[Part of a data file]
Begin
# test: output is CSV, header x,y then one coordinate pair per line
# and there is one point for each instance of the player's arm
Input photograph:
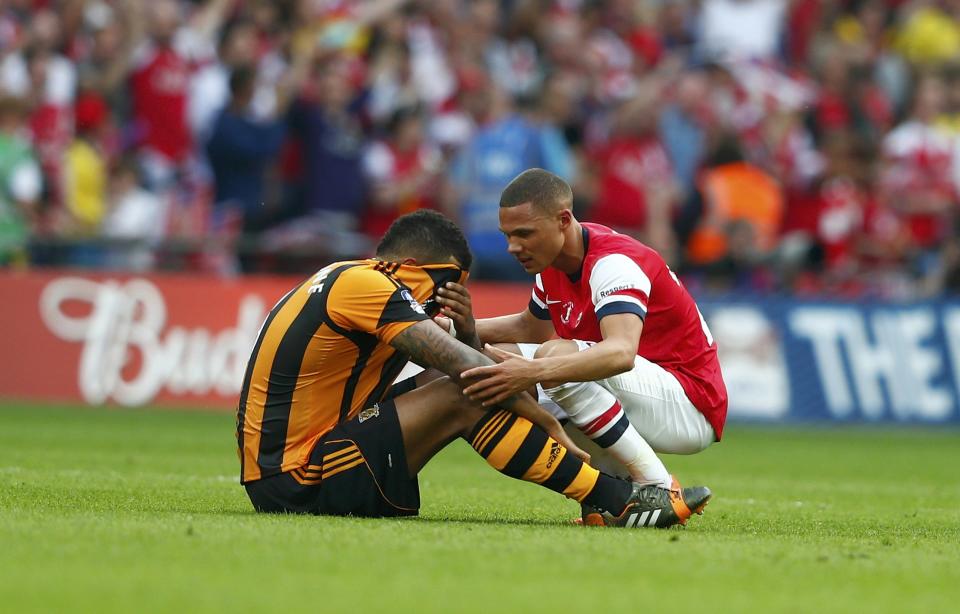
x,y
523,327
611,356
427,345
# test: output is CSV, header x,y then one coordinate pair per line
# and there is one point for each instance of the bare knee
x,y
552,348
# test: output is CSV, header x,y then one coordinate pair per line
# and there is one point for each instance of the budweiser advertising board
x,y
162,339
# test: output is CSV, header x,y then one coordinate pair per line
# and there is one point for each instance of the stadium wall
x,y
183,340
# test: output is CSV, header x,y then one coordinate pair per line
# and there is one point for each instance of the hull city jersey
x,y
324,354
621,275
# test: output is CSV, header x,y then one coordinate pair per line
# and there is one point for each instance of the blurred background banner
x,y
183,340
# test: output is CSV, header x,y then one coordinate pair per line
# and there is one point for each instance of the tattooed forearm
x,y
428,346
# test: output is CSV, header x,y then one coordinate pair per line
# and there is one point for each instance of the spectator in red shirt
x,y
403,171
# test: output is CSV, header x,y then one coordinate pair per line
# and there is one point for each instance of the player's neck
x,y
570,259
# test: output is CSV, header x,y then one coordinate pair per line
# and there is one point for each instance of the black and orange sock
x,y
516,447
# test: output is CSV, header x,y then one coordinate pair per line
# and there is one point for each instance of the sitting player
x,y
598,291
321,431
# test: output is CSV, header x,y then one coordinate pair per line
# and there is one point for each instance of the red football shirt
x,y
621,275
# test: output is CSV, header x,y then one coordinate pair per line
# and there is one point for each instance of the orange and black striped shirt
x,y
323,355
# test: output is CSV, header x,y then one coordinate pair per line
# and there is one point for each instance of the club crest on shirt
x,y
370,412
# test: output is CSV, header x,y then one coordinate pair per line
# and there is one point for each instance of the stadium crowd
x,y
760,145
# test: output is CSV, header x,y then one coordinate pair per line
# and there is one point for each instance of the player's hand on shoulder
x,y
458,307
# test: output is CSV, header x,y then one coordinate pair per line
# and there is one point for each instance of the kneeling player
x,y
320,430
635,367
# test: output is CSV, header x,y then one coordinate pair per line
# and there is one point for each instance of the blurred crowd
x,y
761,145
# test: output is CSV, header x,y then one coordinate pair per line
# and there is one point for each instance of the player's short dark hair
x,y
426,235
544,190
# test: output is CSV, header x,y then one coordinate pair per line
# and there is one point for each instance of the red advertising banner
x,y
166,339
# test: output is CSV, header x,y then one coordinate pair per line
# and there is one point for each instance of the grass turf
x,y
111,510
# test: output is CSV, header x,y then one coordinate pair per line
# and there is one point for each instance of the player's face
x,y
533,238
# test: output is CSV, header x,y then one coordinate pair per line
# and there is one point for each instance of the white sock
x,y
599,416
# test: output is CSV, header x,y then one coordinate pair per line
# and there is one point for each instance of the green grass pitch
x,y
130,511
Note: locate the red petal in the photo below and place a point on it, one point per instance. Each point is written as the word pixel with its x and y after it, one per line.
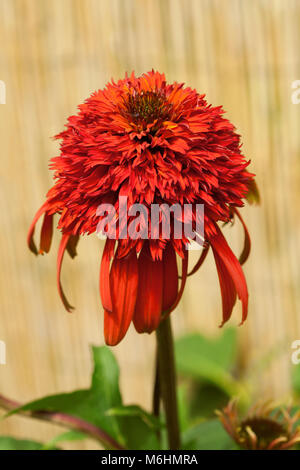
End
** DIRECTION **
Gather every line in the rows above that contains the word "player", and list them.

** RESPONSE TO THIS EXERCISE **
# and there is one point for each instance of the player's arm
# and there is one point for each instance of the player's neck
# and there is one point for each instance of the sitting player
# and there is one point for each instance of the player's hand on shoulder
# and there is one point for each instance of the kneeling player
# and there is one point for each instance of the player's short dark hair
# and there is one point for each instance of the player's face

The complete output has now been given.